WHAT IS BEING ASKED
Return every line of the records that includes the string "below".

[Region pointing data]

-------

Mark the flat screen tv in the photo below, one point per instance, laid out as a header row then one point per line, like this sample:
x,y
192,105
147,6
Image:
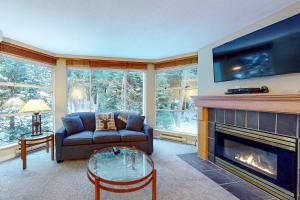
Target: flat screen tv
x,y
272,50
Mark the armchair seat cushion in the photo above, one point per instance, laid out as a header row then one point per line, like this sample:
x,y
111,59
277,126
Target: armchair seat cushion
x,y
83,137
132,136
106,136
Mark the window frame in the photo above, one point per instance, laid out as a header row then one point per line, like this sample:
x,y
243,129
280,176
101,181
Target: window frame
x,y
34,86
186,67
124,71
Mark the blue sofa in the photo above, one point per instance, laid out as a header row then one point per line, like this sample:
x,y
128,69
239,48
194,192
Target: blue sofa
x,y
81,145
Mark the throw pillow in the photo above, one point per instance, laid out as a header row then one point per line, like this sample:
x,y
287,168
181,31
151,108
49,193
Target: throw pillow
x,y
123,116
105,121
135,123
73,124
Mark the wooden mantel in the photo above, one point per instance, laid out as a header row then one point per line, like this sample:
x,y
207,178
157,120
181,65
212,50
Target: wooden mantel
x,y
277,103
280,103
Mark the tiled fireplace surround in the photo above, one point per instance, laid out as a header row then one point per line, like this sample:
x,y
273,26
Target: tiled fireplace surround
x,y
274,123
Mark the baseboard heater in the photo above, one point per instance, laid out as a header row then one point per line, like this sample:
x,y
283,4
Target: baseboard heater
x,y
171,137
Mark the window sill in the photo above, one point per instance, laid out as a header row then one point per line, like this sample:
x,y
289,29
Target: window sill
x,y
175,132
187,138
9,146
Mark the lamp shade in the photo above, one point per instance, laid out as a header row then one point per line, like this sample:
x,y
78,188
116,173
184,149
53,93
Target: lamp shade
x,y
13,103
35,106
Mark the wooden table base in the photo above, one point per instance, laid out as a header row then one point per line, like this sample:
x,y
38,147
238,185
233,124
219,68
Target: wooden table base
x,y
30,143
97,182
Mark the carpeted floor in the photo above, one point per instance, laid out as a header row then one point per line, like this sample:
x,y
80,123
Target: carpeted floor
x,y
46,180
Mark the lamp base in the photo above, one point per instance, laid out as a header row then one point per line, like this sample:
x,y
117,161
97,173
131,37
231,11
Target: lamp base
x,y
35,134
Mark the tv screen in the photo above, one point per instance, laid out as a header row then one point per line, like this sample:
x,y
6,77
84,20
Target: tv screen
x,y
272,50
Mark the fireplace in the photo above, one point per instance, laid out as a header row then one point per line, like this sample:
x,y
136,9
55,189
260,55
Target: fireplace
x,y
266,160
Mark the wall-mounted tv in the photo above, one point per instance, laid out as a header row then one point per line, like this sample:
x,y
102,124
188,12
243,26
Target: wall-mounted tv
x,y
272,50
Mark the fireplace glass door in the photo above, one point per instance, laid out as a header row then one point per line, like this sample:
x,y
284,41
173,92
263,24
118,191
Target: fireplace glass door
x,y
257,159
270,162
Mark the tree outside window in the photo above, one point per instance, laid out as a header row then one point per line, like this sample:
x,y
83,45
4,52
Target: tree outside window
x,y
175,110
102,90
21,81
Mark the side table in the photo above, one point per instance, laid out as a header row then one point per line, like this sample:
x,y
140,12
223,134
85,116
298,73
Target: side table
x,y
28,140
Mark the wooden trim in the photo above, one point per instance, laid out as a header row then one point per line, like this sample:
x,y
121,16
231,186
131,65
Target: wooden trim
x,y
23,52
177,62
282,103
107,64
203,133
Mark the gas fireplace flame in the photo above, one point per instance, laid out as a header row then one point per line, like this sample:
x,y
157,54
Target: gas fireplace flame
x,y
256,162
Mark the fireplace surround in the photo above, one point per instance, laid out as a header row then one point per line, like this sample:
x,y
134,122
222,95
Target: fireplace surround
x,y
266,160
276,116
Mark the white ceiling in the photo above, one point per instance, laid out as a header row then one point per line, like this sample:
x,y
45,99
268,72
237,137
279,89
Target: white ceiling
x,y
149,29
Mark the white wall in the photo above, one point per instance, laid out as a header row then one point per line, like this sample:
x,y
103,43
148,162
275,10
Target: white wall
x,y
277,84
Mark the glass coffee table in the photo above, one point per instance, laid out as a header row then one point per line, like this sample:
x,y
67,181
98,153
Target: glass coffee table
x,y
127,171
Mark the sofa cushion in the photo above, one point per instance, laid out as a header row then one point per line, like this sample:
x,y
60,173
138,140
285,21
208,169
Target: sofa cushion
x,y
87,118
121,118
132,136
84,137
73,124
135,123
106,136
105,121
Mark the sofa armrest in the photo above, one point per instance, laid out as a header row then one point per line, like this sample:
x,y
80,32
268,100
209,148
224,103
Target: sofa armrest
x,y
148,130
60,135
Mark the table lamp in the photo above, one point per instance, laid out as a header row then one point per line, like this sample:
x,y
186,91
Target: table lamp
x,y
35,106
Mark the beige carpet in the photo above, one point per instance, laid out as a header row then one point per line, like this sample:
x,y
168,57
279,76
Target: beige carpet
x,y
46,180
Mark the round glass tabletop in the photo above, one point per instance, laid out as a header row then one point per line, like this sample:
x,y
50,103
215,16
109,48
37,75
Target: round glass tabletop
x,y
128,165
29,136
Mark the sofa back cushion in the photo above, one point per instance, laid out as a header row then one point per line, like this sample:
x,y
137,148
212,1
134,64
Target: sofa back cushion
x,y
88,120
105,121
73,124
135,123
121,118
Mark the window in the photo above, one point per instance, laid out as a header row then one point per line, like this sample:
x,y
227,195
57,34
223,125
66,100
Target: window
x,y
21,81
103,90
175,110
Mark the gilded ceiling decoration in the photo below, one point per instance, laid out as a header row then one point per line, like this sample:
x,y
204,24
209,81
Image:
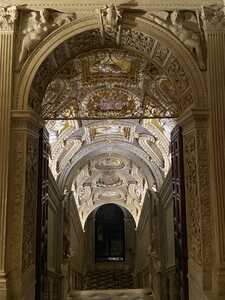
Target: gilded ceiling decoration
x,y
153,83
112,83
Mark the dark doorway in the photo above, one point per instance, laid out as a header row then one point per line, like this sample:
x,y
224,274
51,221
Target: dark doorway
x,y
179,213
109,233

-------

COMPLETED EXERCISE
Mark the flat screen tv in the photo below, one point per instance, laid out as a header row then one point per line, like this sample:
Mark the gilded ceiling decoration in the photo below, one point per instance, laid out as a header row then one point per line, like this sample:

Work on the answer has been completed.